> [Brief 1] List every reason the passage on Latino housing and labor gives for workplace discrimination against Latino workers.
> [Brief 2]
Answer these from the passage on Latino housing and labor, one answer per line, marked to match:
(a) In what month and year did the Newark tenement fire happen?
(b) According to the Bureau of Labor Statistics, how many Latinos were in the U.S. workforce as of 2016?
(c) In which two industries was discrimination particularly prevalent?
> [Brief 3] Carry on the passage on Latino housing and labor, beginning right after its last sentence.

# start of Source text

In the first report, residents of a condemned city-owned tenement building in Newark were interviewed after surviving a fire in February 1979 that killed four children. City officials, they reported, had demanded that the family move out, but refused to help them find another place to live. The grandmother of the deceased children stated: “Ella [su familiar] y yo salíamos a buscar apartamento y cuando llegábamos, aunque los apartamentos estuvieran vacíos, nos preguntaban por los hijos y teníamos que decir la verdad. Entonces, no nos daban apartamentos porque teníamos muchos hijos.” [She and I would go out to look for apartments. We would find one, even if the apartments were empty, the landlord would ask us about children. We could not lie. We tried, but people did not want to rent to us because we had too many children.] The family continued to live in the shell of the building after the fire.145

Workers' Rights and Civil Rights Movements

Latino workers have been part of the U.S. economic landscape for decades. According to the Bureau of Labor Statistics, as of 2016, there were 26.8 million Latinos in the U.S. workforce, or 16.8% of the working population.146 By 2050, projections indicate that this figure will increase to 47.3 million or 24.3% of the total labor force.147 While Latino and Latina workers have significantly contributed to the economy and are vital to many industries—restaurants, grocery stores, child care, and as custodial staff—many workers have experienced discrimination in the workplace because of their nationality, language, or immigration status. Discrimination has been particularly prevalent in the agricultural and construction industries.

# end of Source text
# start of Data

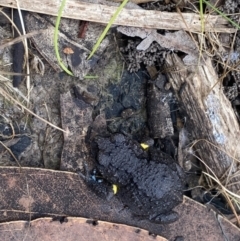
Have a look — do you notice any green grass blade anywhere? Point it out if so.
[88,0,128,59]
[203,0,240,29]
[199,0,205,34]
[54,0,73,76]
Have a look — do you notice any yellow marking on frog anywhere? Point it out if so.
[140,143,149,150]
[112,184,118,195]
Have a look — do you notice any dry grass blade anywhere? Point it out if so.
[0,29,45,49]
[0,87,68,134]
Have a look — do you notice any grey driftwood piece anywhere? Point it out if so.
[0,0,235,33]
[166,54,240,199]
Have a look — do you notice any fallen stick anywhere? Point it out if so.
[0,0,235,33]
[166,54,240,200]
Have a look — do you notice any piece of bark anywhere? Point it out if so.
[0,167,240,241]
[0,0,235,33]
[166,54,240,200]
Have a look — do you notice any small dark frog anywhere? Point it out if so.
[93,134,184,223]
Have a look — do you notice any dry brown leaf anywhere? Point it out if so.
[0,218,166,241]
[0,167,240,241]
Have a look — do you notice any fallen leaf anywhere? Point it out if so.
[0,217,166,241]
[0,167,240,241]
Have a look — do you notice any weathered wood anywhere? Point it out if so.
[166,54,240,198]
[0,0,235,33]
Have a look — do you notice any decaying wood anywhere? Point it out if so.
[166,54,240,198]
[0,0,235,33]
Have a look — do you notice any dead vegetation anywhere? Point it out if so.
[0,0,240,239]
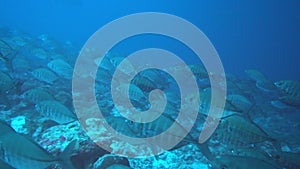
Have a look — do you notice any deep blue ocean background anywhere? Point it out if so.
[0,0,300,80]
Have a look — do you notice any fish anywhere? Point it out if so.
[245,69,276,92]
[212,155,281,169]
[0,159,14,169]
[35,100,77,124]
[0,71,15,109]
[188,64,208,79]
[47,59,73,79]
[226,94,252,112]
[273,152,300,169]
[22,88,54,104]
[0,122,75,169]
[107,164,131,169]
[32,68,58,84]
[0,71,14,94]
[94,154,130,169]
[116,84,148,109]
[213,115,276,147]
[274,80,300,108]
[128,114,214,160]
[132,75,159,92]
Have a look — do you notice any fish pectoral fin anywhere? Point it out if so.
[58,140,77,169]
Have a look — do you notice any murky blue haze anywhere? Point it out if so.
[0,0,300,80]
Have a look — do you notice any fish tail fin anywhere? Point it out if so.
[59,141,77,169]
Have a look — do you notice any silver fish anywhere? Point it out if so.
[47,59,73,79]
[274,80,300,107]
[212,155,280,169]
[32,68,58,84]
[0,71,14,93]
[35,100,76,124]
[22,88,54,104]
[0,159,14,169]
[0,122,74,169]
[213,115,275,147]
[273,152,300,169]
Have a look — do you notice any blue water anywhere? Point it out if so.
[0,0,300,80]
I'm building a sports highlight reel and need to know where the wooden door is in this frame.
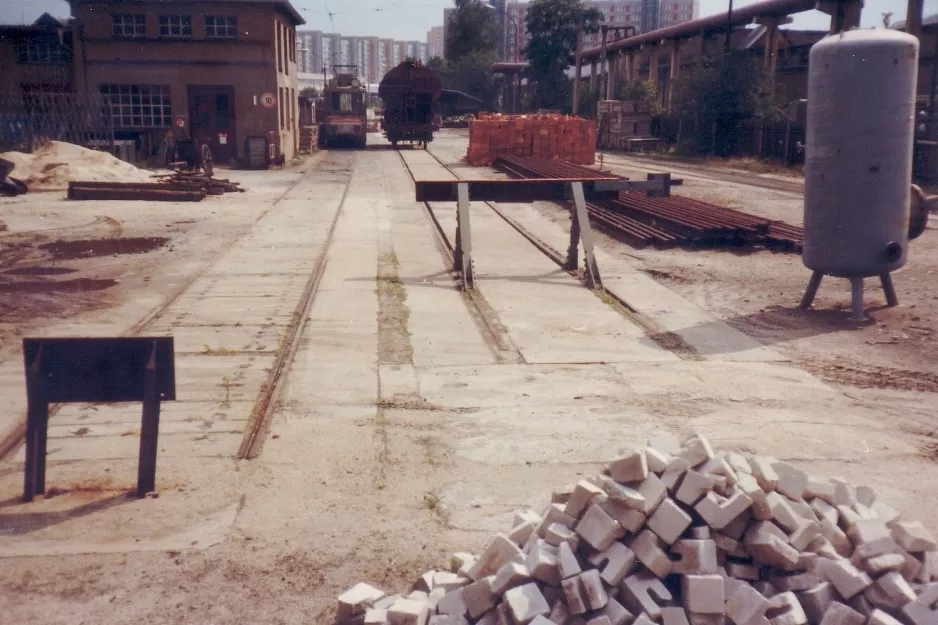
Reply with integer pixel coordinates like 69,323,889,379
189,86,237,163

# end of Data

> [Final answer 1]
nationality
language
immigration status

> [Final answer 2]
(a) February 1979
(b) 26.8 million
(c) The agricultural and construction industries

> [Final answer 3]
Through the years, public broadcasting offered the Latino community the chance to raise their voices and express grievances in a far-reaching forum. Public television news covered labor strikes and unionizing efforts of the 1960s. Spanish-language public radio and television discussed the underinsurance and lack of insurance of Latino workers in the 1980s. Both Spanish and English-language documentaries exposed the harsh living conditions for agricultural workers in different parts of the nation.

During World War II, the United States and Mexico established the Bracero Program to supply a steady flow of seasonal guest workers to meet the needs of growers and industry leaders in the U.S. Although braceros came to the country legally, they were exploited and mistreated because of their Mexican roots. (See “The Immigrant Experience through Public Broadcasting” section of this exhibit for more information about the Bracero Program.) Braceros suffered physical abuse, racial discrimination, the withholding of wages, and harsh living conditions.148 Los Braceros: Strong Arms to Aid the U.S.A., a 2006 episode from KVIE’s Viewfinder series, provides a general overview of the Bracero Program and its consequences.

The struggles of agricultural workers continued after the end of the Bracero Program in 1964. During the 1960s, migrant farmworkers lived in extreme poverty, some earning as low as $2 a day. It was not uncommon for children to work in the fields with their parents. The “Struggle in the Fields” segment of the acclaimed PBS documentary series Chicano! The History of the Mexican American Civil Rights Movement explored what it was like to labor in the fields in the 1960s. (See the “Latino Public Television History” section of this exhibit for more information about Chicano!)

The program underscored the lack of fair wages, the use of child labor, and the lack of sanitary working conditions that farmworkers experienced. Lionel Steinberg, a Coachella grower, admitted, “Farmworkers, unfortunately, were considered just another item in producing products, like fertilizers, boxes, and water.” He stated, “Most growers didn’t treat their workers with any degree of respect or dignity.” Ester Hernandez, a Mexican-American visual artist who used to work in the fields, expanded on the discriminatory view that people had of farmworkers: “We were seen as being ignorant, as being lazy, as being stupid, and as being dirty, and that’s why we were farmworkers, and that’s why we were poor.”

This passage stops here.